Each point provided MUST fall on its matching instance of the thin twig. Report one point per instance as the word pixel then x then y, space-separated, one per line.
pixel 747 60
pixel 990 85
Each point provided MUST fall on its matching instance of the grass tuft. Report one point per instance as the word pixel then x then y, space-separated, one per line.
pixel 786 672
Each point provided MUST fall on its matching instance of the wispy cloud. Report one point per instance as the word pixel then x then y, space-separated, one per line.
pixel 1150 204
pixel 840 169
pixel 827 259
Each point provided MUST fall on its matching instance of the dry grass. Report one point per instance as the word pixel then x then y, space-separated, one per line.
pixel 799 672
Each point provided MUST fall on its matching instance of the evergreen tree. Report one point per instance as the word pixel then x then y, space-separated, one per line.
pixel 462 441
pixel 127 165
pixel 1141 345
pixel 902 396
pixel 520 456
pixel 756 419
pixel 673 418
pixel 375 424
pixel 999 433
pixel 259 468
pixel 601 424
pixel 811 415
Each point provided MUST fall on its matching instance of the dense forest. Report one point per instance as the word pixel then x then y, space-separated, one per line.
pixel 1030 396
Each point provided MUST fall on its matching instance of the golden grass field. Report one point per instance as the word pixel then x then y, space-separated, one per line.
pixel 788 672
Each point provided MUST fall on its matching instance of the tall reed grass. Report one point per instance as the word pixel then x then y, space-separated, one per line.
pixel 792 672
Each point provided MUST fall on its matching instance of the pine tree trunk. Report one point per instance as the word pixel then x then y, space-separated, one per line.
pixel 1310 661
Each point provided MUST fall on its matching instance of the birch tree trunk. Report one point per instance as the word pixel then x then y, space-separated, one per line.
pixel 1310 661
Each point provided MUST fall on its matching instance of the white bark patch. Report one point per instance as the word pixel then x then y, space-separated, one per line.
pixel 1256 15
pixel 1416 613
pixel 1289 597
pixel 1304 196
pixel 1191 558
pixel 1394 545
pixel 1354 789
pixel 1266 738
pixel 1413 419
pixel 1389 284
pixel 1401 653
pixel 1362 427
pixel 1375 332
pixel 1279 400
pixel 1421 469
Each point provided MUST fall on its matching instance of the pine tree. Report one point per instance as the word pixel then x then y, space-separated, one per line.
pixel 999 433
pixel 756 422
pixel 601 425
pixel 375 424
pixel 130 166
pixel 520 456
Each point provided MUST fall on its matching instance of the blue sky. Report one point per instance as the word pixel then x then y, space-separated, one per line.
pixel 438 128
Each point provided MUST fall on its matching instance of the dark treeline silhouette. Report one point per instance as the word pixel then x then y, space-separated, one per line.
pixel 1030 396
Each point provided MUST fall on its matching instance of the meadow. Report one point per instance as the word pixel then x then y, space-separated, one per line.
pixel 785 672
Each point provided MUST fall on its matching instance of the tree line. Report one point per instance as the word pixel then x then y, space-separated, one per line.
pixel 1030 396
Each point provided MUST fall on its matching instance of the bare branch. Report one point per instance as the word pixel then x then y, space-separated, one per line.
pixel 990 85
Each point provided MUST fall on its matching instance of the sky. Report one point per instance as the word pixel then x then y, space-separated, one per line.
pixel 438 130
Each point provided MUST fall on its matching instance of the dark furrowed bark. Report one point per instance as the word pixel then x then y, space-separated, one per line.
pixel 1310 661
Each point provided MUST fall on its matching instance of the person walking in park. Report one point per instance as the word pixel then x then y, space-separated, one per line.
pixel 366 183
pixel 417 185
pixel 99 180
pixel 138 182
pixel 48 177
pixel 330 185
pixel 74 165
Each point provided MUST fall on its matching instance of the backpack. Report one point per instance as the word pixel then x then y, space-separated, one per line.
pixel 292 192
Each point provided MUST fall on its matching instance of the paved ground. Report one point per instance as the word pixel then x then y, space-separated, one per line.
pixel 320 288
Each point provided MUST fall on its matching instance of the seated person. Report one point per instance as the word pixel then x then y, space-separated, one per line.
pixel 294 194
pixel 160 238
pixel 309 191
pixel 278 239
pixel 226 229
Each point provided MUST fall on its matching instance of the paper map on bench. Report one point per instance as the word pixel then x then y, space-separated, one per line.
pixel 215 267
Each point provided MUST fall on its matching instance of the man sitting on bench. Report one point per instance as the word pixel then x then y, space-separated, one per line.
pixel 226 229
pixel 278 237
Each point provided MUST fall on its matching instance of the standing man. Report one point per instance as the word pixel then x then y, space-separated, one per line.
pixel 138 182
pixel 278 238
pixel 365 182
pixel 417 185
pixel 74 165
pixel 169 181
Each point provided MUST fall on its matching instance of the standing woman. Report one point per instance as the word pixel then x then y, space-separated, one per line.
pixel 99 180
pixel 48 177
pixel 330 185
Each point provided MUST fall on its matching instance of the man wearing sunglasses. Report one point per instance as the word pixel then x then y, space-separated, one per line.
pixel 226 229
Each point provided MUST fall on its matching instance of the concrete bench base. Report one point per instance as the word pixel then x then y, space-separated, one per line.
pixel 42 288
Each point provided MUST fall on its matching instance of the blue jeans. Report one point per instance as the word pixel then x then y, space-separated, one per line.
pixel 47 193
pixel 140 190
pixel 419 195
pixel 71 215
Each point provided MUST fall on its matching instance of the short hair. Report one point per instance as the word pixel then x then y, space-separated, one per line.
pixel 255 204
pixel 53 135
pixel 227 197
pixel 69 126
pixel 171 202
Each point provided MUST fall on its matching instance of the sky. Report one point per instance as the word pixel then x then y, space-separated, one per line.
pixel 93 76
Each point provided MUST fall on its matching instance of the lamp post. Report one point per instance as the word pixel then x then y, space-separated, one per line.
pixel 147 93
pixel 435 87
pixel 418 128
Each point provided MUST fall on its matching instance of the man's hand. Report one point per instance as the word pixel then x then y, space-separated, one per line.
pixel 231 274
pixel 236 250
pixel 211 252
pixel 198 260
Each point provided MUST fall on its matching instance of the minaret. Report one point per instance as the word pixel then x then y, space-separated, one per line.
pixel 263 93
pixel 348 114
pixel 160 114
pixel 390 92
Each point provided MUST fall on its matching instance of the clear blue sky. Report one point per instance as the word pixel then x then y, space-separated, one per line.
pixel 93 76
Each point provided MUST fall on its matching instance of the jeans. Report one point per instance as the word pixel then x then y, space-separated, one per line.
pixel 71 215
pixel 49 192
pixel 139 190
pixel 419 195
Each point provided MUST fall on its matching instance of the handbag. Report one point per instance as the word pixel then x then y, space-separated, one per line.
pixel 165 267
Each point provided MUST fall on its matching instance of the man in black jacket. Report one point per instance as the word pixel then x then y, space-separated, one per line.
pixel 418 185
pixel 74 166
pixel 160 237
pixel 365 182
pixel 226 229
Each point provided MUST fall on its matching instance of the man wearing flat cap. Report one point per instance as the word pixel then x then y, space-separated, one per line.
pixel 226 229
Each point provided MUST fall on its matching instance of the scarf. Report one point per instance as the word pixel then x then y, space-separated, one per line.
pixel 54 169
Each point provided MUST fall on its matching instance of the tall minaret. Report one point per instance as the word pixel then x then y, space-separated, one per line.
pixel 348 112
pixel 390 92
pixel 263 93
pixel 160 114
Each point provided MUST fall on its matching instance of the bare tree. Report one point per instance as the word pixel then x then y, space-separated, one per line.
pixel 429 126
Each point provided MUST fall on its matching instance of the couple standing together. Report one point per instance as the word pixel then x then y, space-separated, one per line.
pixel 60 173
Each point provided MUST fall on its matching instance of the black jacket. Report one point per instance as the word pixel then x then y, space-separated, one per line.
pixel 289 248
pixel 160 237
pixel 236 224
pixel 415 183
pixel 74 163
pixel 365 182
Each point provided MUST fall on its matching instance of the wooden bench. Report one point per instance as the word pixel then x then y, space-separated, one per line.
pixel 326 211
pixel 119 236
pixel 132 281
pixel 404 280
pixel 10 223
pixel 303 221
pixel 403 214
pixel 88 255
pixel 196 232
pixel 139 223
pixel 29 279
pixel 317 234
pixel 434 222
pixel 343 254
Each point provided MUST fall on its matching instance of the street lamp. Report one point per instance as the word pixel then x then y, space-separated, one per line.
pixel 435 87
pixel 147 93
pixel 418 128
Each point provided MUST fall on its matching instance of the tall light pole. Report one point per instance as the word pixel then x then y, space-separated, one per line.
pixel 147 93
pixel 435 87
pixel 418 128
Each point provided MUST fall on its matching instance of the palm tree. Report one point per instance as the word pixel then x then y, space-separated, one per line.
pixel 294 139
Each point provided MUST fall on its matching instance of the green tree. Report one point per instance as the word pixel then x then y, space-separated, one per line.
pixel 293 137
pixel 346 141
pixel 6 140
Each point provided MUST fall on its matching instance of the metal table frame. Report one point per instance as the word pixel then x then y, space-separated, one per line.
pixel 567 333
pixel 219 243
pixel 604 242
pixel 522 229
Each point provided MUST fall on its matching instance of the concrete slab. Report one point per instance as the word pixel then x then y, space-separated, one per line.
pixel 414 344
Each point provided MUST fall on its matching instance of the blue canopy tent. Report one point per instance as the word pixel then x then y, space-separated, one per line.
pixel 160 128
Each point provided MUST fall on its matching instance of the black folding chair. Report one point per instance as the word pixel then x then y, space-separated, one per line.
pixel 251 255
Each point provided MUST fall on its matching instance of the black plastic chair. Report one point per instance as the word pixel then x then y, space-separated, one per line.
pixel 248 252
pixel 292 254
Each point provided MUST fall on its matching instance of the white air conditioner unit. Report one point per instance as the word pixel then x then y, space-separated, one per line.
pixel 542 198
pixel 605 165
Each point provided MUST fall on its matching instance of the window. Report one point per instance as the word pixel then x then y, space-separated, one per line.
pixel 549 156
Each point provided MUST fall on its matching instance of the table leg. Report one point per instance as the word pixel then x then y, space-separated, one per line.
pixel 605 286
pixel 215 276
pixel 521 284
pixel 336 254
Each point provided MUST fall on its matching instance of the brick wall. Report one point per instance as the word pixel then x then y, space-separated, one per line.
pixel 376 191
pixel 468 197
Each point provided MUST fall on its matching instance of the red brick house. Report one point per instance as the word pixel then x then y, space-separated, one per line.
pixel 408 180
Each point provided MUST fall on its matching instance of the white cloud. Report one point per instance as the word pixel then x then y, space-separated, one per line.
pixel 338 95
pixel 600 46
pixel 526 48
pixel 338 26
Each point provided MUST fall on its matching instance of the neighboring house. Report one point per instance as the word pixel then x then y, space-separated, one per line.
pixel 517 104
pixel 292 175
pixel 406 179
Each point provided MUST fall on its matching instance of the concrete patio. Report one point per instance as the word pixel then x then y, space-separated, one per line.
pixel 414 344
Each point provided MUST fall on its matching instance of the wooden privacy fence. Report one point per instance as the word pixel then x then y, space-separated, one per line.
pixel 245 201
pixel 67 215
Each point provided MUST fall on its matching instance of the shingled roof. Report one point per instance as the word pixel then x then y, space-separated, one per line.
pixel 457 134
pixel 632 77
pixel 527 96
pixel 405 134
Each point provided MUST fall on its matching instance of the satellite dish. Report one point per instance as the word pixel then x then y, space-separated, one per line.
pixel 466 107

WORK INSTRUCTIONS
Output the line that contains "the red brick", followed by every later line in the listing, with no line omitted and none added.

EXERCISE ANSWER
Each point provided MUST fall on its matching instance of the red brick house. Report one point per instance as the word pixel then x then y, space-separated, one per line.
pixel 408 180
Each point provided MUST fall on its matching instance of the white cloud. Report one point per instance as the word pixel then x then y, space-separated, one per line.
pixel 338 95
pixel 600 46
pixel 526 48
pixel 338 26
Each point provided MUST fall on its matching instance of the neighboring house. Report one point per instance as the word pixel then x then y, space-separated, one per line.
pixel 517 104
pixel 292 175
pixel 406 179
Each point provided MUST fall on its matching instance of the concrete patio. Report one point per instance as the word pixel then x then y, space-separated, one per line.
pixel 414 344
Each point provided MUST fall on its matching instance of the wooden privacy fence. Report one point per instance as the word pixel then x then y, space-separated, one per line.
pixel 245 201
pixel 67 215
Each point provided MUST fall on its matching instance of the shingled roof. Report one point per instance as the word pixel then x then y, space-separated, one per line.
pixel 457 134
pixel 632 77
pixel 527 96
pixel 405 134
Each point provided MUST fall on its matching instance of the satellite dish. Report one point per instance as the word pixel then x then y, space-separated, one per line.
pixel 466 107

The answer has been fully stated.